→ **TEXTE FOURNI**:
———

5.18 Annexe III -- La compagnie d'arbalétriers
Il
est probable que cette garnison se trouvait renforcée, en cas de
conflit, par une compagnie de volontaires formés et entraînés, les
arbalétriers d'Amance.
La
présence d'une compagnie d'arbalétriers volontaires est clairement
établie à Amance pendant près de deux siècles. Ces arbalétriers
sont cités dans de nombreux documents.
Les
comptes du receveur général de Lorraine font état dès 1514 d'une
somme payée pour le louage d'un char pour conduire des bagues1
des arbalétriers d'Amance2. ».
La
fonction exacte de cette compagnie n'est pas clairement affichée
dans les documents connus sur Amance. Pour l'imaginer il faut faire
appel à la description qui en est donnée pour d'autres villes.
Dans
sa communication sur les arbalétriers d'Amance et de Saint-Mihiel, M
de Souhesmes attribue à ces compagnies le rôle d'une milice
mobilisable à tout moment par le duc3.
On imagine que la compagnie des arbalétriers d'Amance était
également, et en premier lieu, disponible pour la défense de la
ville sous le commandement du « capitaine » d'Amance, lequel
agissait au nom du duc.
Des
compagnies d'arbalétriers existaient dès le début du XVème
siècle.
La compagnie des arbalétriers de Gondreville par exemple avait été
crée en 14284.
La création ou le développement de
ces compagnies avait été encouragée par le duc Charles III. Les
troupes permanentes du duché étaient très peu nombreuses, et,
après la disparition de la chevalerie, il fallait faire appel, en
cas de conflit, aux contingents peu formés envoyées par les vassaux
du duc, aux bourgeois et surtout à des mercenaires. Les places
fortes ne disposaient pas de garnison en temps de paix et les
bourgeois devaient assurer eux même la garde des portes et des
murailles5.

———

→ **ENREGISTREMENTS FOURNIS**:
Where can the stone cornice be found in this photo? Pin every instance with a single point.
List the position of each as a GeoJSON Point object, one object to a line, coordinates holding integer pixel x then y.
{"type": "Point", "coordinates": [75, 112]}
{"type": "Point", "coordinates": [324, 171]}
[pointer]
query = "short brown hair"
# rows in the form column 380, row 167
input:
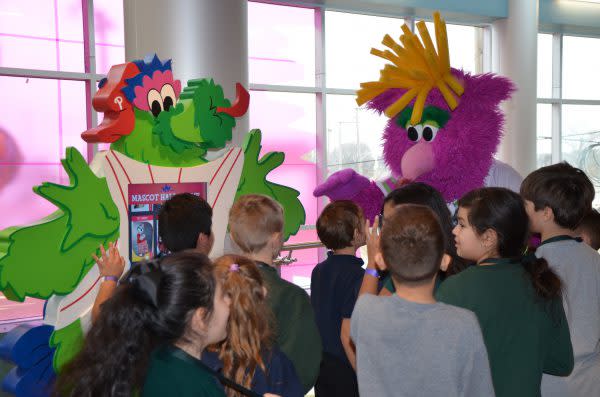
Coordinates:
column 337, row 223
column 564, row 189
column 412, row 243
column 590, row 225
column 253, row 219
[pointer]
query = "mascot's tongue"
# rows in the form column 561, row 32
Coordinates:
column 417, row 161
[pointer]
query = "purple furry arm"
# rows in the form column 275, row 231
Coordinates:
column 370, row 200
column 348, row 185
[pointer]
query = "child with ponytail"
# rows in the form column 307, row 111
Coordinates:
column 248, row 356
column 516, row 298
column 150, row 334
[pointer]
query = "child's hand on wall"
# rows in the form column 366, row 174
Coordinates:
column 110, row 263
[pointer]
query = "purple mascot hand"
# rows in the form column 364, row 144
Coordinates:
column 342, row 185
column 348, row 185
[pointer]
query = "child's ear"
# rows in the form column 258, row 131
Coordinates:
column 199, row 321
column 446, row 259
column 548, row 214
column 490, row 238
column 379, row 261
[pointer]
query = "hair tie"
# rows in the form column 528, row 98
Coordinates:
column 529, row 258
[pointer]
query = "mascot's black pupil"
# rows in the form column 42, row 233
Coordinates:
column 427, row 134
column 168, row 103
column 156, row 108
column 413, row 135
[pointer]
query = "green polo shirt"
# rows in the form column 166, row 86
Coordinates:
column 173, row 372
column 524, row 335
column 296, row 329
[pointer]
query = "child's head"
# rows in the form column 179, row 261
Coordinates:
column 185, row 222
column 423, row 194
column 491, row 221
column 171, row 300
column 256, row 224
column 557, row 194
column 411, row 244
column 341, row 225
column 249, row 320
column 589, row 229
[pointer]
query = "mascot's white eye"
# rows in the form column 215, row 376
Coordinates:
column 429, row 132
column 155, row 102
column 415, row 132
column 168, row 95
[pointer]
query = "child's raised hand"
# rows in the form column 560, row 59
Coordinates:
column 110, row 263
column 372, row 241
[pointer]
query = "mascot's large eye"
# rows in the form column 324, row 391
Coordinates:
column 155, row 102
column 415, row 132
column 429, row 132
column 168, row 95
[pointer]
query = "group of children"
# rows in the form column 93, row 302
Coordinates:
column 452, row 307
column 473, row 311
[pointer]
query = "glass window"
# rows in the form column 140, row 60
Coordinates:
column 544, row 134
column 45, row 115
column 463, row 47
column 281, row 45
column 544, row 67
column 581, row 141
column 581, row 63
column 52, row 32
column 347, row 48
column 354, row 137
column 109, row 34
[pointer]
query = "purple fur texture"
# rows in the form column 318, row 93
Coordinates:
column 464, row 148
column 349, row 185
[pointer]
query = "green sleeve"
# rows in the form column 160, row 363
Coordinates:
column 299, row 337
column 449, row 292
column 559, row 350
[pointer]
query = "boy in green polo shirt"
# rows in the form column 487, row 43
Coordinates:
column 256, row 227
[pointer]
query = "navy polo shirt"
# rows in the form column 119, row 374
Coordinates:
column 334, row 287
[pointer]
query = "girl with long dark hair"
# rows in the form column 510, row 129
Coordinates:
column 516, row 297
column 150, row 334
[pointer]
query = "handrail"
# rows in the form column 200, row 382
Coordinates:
column 300, row 246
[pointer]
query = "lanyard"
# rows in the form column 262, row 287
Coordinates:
column 499, row 261
column 562, row 237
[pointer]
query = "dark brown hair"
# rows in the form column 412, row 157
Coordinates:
column 563, row 188
column 181, row 220
column 116, row 351
column 590, row 225
column 337, row 223
column 412, row 243
column 423, row 194
column 503, row 211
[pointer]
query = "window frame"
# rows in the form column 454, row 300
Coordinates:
column 557, row 101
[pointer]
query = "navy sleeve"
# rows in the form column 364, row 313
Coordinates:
column 282, row 377
column 350, row 293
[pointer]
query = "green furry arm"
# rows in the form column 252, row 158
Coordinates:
column 68, row 342
column 52, row 256
column 254, row 181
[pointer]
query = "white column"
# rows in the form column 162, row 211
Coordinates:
column 205, row 38
column 514, row 55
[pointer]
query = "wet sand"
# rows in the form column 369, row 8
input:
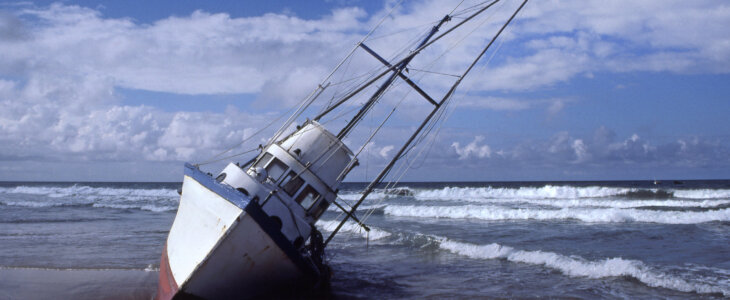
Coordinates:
column 30, row 283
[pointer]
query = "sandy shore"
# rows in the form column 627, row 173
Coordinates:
column 36, row 283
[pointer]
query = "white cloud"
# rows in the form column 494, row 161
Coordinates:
column 62, row 64
column 472, row 149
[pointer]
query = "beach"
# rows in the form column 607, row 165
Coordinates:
column 587, row 240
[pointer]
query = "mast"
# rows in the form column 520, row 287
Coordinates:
column 388, row 82
column 392, row 67
column 415, row 134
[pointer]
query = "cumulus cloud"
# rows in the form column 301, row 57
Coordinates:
column 472, row 149
column 62, row 66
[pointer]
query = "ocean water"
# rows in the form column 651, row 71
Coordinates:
column 588, row 240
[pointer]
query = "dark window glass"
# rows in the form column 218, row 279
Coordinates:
column 292, row 183
column 320, row 208
column 307, row 197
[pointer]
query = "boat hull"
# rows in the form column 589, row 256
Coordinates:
column 223, row 245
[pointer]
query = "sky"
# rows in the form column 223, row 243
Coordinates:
column 572, row 90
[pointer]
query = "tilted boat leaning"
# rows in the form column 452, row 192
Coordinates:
column 251, row 228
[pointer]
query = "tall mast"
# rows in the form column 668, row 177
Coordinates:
column 388, row 82
column 425, row 122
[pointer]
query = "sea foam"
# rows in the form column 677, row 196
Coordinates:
column 600, row 215
column 575, row 266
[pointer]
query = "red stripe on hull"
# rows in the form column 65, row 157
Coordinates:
column 166, row 287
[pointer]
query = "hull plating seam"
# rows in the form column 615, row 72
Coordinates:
column 272, row 229
column 257, row 214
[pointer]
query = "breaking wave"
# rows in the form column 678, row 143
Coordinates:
column 682, row 279
column 593, row 215
column 575, row 266
column 541, row 193
column 352, row 227
column 75, row 190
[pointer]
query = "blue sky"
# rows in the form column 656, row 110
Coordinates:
column 576, row 90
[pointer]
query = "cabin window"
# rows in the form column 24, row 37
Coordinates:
column 307, row 197
column 275, row 169
column 292, row 183
column 320, row 208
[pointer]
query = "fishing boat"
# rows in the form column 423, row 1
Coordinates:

———

→ **CONSIGNE A**:
Repérez dans les enregistrements chaque ligne contenant la chaîne « glass » et recopiez-la, en respectant la casse.
→ **CONSIGNE B**:
Reprenez le texte sur la compagnie d'arbalétriers d'Amance et poursuivez-le à partir de sa dernière phrase.

→ **RÉPONSE A**:
query = "glass window"
query = "dark window glass"

→ **RÉPONSE B**:
Les compagnies d'arbalétriers
constituaient un réseau de volontaires motivés, organisés et
entraînés.
Ces
arbalétriers n'étaient pas issus de n'importe quel milieu, mais
constituaient de fait un groupe social à part, entre les nobles et
la population commune. Ils n'étaient pas soumis à la contribution
de l'aide dite de la Saint-Rémy, mais bénéficiaient d'un régime
fiscal plus avantageux. Ils étaient également exemptés de corvées.
A Amance, en 1579, les 14 arbalétriers versaient une taxe qui leur
était spécifique, alors qu'à Gondreville, les arbalétriers qui
étaient au nombre de 10 étaient même totalement exemptés de
taille6.
Des
compagnies pouvaient être recrutées au siège des prévôtés mais
aussi dans de simples villages: Morville-lès-Vic hébergeait une
compagnie forte de 4 à 6 arbalétriers7.
Le
rôle de telles compagnies est décrit à Blénod-lès-Toul par
exemple. Ses mêmes membres initialement appelés les prud'hommes
devinrent ultérieurement les arbalétriers. Ils étaient au nombre
de 12 et composaient la police locale. Ils étaient issus des
familles les plus distinguées et assuraient pour certaines
cérémonies une garde d'honneur.
On
peut suivre l'évolution de la compagnie d'arbalétriers d'Amance par
la rubrique qui les concerne dans chaque dénombrement des conduits
publié par le receveur8.
On
en compte par exemple 11 en 1529, 10 en 1574, 14 en 1579 dans l'étude
de M. de Souhesmes, 12 en 1586 et 8 en 1608, à la veille de la
Guerre de Trente Ans. Par contre ils ne sont plus mentionnés dans
les comptes au delà de cette date. Les chiffres disponibles du
receveur correspondent en général aux arbalétriers résidant sur
le ban d'Amance, soit à Laître, soit à Amance. La liste de M de
Souhesmes inclut des arbalétriers de Laneuvelotte, d'où un nombre
plus élevé9.
Parmi
les exemples connus et documentés, la compagnie d'arbalétriers
d'Amance aurait eu l'effectif le plus important parmi les villes de
Lorraine.
Les
arbalétriers d'Amance portaient haut leur titre. Lors des
interrogatoires des procès de de sorcelleries, plusieurs des témoins
cités donnent comme profession « arbalétrier » .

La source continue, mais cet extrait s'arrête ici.